§ **WRITTEN INSTRUCTION**:
Copy out the entries below word for word, but leave out the pictures.

[Image location labeling entries]
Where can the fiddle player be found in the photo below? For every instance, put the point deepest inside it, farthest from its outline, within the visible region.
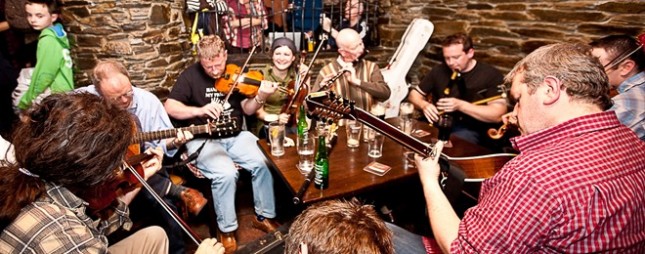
(282, 70)
(480, 80)
(68, 144)
(627, 76)
(362, 82)
(577, 185)
(113, 83)
(194, 100)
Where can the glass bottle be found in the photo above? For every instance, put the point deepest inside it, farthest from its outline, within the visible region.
(321, 178)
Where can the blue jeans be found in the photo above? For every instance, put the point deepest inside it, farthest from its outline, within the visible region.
(405, 241)
(217, 162)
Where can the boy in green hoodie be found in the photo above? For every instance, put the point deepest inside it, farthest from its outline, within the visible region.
(53, 71)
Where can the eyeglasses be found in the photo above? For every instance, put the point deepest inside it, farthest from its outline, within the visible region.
(127, 95)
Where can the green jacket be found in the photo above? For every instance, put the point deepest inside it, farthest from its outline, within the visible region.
(53, 67)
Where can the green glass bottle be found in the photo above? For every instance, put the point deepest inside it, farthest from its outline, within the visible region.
(303, 128)
(321, 166)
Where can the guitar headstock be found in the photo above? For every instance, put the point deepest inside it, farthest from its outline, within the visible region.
(327, 106)
(503, 92)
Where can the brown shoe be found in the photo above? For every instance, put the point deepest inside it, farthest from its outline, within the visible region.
(194, 200)
(267, 225)
(228, 240)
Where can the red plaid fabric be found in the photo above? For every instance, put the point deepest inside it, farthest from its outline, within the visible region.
(575, 188)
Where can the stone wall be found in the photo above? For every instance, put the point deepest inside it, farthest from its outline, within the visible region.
(149, 37)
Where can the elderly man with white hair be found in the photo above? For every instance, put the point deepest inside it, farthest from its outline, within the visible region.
(361, 82)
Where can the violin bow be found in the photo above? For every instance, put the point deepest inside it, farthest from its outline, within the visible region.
(182, 224)
(237, 79)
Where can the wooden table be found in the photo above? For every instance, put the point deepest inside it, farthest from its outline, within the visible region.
(346, 174)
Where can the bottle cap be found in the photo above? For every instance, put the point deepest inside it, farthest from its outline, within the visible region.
(270, 118)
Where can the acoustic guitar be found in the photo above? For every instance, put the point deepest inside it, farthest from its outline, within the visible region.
(225, 125)
(327, 107)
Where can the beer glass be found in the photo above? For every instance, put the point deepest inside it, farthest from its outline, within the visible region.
(353, 129)
(276, 137)
(305, 146)
(375, 144)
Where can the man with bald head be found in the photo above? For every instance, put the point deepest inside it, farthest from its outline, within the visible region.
(112, 82)
(362, 81)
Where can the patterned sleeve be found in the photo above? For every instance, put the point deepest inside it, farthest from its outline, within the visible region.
(513, 214)
(46, 228)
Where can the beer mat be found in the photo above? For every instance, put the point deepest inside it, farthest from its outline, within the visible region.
(445, 145)
(420, 133)
(376, 168)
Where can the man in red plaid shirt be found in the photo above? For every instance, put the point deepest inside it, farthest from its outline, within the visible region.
(577, 185)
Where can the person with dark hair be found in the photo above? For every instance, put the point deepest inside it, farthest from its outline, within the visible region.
(577, 185)
(112, 82)
(194, 100)
(283, 70)
(337, 226)
(480, 81)
(53, 70)
(624, 61)
(66, 145)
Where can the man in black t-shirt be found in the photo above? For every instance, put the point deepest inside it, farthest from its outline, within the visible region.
(193, 100)
(481, 82)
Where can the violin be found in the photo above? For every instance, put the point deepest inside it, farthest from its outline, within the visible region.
(101, 196)
(295, 100)
(248, 84)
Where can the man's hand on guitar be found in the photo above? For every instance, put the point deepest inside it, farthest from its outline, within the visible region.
(152, 165)
(211, 110)
(428, 167)
(431, 112)
(450, 104)
(183, 136)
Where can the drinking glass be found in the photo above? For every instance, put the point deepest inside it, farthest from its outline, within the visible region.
(306, 146)
(375, 144)
(276, 137)
(353, 129)
(406, 109)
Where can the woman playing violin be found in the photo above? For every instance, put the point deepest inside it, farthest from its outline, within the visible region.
(67, 144)
(282, 70)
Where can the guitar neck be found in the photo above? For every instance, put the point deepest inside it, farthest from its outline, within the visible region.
(392, 132)
(170, 133)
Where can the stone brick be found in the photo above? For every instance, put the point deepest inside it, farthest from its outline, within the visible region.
(159, 15)
(511, 7)
(157, 63)
(168, 47)
(551, 15)
(155, 73)
(539, 33)
(626, 7)
(597, 29)
(118, 47)
(479, 6)
(89, 40)
(505, 15)
(490, 31)
(78, 12)
(134, 26)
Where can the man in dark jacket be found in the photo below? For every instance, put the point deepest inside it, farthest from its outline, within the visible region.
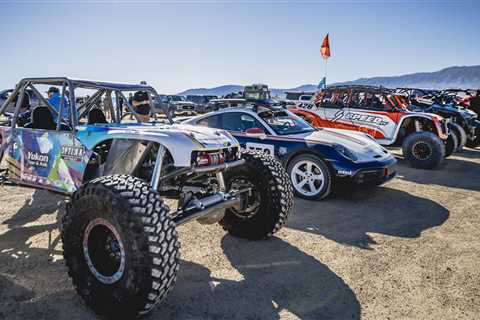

§ **EXPECTED ANSWER**:
Where can the fiddle player be found in the photo below? For every instance, put the point deepest inside it, farthest from its outline, within the visible region.
(282, 70)
(480, 80)
(68, 144)
(627, 76)
(362, 82)
(577, 185)
(113, 83)
(194, 100)
Where can the glass bottle be found in the photo above? For every instance, put the point deepest inside it, farthest from its outline, within the visible region.
(321, 178)
Where can the blue jeans be found in the photo above? For every instance, put the point deepest inside it, farthest from its outline, within the visible region.
(405, 241)
(217, 162)
Where can the boy in green hoodie be found in the photo above? For every instance, put the point deepest inside it, farthest from its outline, within the visible region.
(53, 71)
Where can the eyeglasses be found in the photo above? For every instance, put the point deepest inside it, farthest from its outline, within the visible region.
(127, 95)
Where can the green jacket be found in the photo above? For every instance, put the point deepest inside it, farthest from its outline, within the visible region.
(53, 67)
Where can the green glass bottle be found in the photo above? For every instance, put the point deepest inside it, farthest from its outline, within the visible region.
(303, 128)
(321, 166)
Where can the guitar headstock be found in the photo above? For every instance, put the point deepest inside it, farthest from its outline, within the visible region.
(327, 106)
(503, 92)
Where can the brown shoe be found in the photo above? For every instance, put the point deepest inside it, farthest from its outline, within the visible region.
(194, 200)
(267, 225)
(228, 240)
Where can the red plaid fabric be found in the photo above? For every instance, put the point deepest inside it, farthest from its outline, within the visible region.
(575, 188)
Where can the stone wall be found in the photo above? For every instance, put the point deepest inside it, farthest from its outline, within the visible region.
(149, 37)
Where can the elderly man with white hair be found in the photo above? For every instance, put the point deepest inside it, farthest from its outline, within the visible region.
(361, 82)
Where can the violin bow be found in the photo above? For every instance, put the point deepest inside it, farthest from its outline, within the visible region.
(182, 224)
(237, 79)
Where can the wooden table be found in the photo above? For every instance, put the point deepest inside it, farthest from its outline, within the visible region.
(346, 174)
Where can the bottle cap be found in the photo above? For every instance, put the point deepest inside it, farthest from its outline, within the visible region.
(270, 118)
Where can the acoustic guitar be found in the photo above? For every instance, put the point deepest inside it, farthest from its outline, within the visible region.
(225, 125)
(327, 107)
Where can the beer glass be found in the photo above? For every instance, put the point deepest inside it, farthest from its outline, within the visible region.
(353, 129)
(276, 137)
(305, 146)
(375, 144)
Where can the man with bald head be found in the photo above? For every instance, put the point deepest inside it, farthest from its outline, within the visible region.
(112, 82)
(362, 81)
Where can the patterned sleeve be found in the photo above? For every instance, put the point deepest inside it, farthest from its outline, within the visible region.
(513, 214)
(46, 228)
Where can the beer mat be found in the photo above? For every instance, put the point deepest inside it, farthest from its outline, within the visible region.
(445, 145)
(420, 133)
(376, 168)
Where can the man in red plaid shirt be found in the photo above? For every instance, put the point deepest inside it, farthest from its outline, within the visible region.
(577, 185)
Where can the person with dark hair be found in the photo above? For every instance, put the point deepest inside it, farthest from its outline, within the visible region.
(577, 185)
(112, 82)
(194, 100)
(283, 70)
(337, 226)
(480, 81)
(53, 70)
(624, 61)
(66, 145)
Where can the man in black t-shirt be found in the photo above? For every instance, put the point deepest inside it, farthest from its outline, within the visible region.
(193, 100)
(481, 82)
Where can the violin be found in the photo above? For every instance, put the point deepest inside it, farthest from its outline, within the visible region.
(101, 196)
(295, 100)
(248, 84)
Where can the man's hand on guitar be found in the photo above? For every instance, put the point deepest inside it, farthest from its outline, within the visible region.
(152, 165)
(211, 110)
(428, 167)
(431, 112)
(450, 104)
(183, 136)
Where can the drinking glass be found in the photo above? For every instance, put the point deepest inside it, farthest from its outline, within the visible region.
(306, 146)
(375, 144)
(276, 137)
(353, 129)
(406, 109)
Where can the woman playing violin be found in the photo above? For every instance, put the point deepest inside it, farthest from its outline, within the visible region.
(67, 144)
(282, 70)
Where can the guitar neck be found in the photo above? For every instance, put the point deepest inside it, farthest from its outline, within the visible region.
(392, 132)
(170, 133)
Where can the stone brick be found in the photo above? For every instance, put the point deepest inside it, farthest from its outline, within the visible region.
(159, 15)
(511, 7)
(157, 63)
(168, 47)
(551, 15)
(155, 73)
(539, 33)
(626, 7)
(597, 29)
(118, 47)
(479, 6)
(89, 40)
(505, 15)
(490, 31)
(78, 12)
(134, 26)
Where can the man in dark jacket be found in the photo below? For every instance, put the point deepest inside it, farthest from its outline, within the visible region.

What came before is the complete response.